(Selected excerpt):
==================================================
1.0 GiB [##########] /db_dump.zip
56.1 MiB [ ] /.git
22.0 MiB [ ] /db
13.5 MiB [ ] /app
2.1 MiB [ ] /public
200.0 KiB [ ] /test
172.0 KiB [ ] /config
84.0 KiB [ ] /spec
28.0 KiB [ ] /bin
16.0 KiB [ ] /lib
12.0 KiB [ ] /tmp
12.0 KiB [ ] Gemfile.lock
8.0 KiB [ ] /vendor
4.0 KiB [ ] /log
4.0 KiB [ ] Gemfile
4.0 KiB [ ] README.md
So the issue was introduced when we started to crate automatic backups every midnight. The backup was placed to the working directory of the project, so every build copied them into the container, which added a new large layer to the overlay2 folder. To fix this, I improved the backup procedure to delete the compressed files after it uploaded them to S3. This prevented the overlay2 folder from expanding further, but there were several large unused layers that still contained the backup and occupied the storage.
I tried to stop and remove the containers and images from the VM and prune the docker build cache, but it had no effect. I manually checked if these layers are in use. To do this, I printed the output of the inspect command to a file for each container and image.
==================================================
(Supplied data):
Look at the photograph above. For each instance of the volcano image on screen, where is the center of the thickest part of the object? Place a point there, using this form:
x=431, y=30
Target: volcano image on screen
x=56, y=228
==================================================
(Prompt 1):
Condense the paragraph of the overlay2 excerpt beginning "So the issue was introduced" into a bulleted list that keeps its main facts.
(Prompt 2):
According to the overlay2 excerpt, how often were the automatic backups created?
(Prompt 3):
Reproduce everything in the overlay2 excerpt from "I tried to stop" down to "container and image.".
Work from the overlay2 excerpt alone.

(Full answer 1):
- The problem started when automatic backups began running every midnight.
- The backups were saved in the project's working directory, so every build copied them into the container and added a new large layer to the overlay2 folder.
- The backup procedure was changed to delete the compressed files after uploading them to S3.
- This stopped the overlay2 folder from growing, but several large unused layers still held the backup and took up storage.

(Full answer 2):
Every midnight.

(Full answer 3):
I tried to stop and remove the containers and images from the VM and prune the docker build cache, but it had no effect. I manually checked if these layers are in use. To do this, I printed the output of the inspect command to a file for each container and image.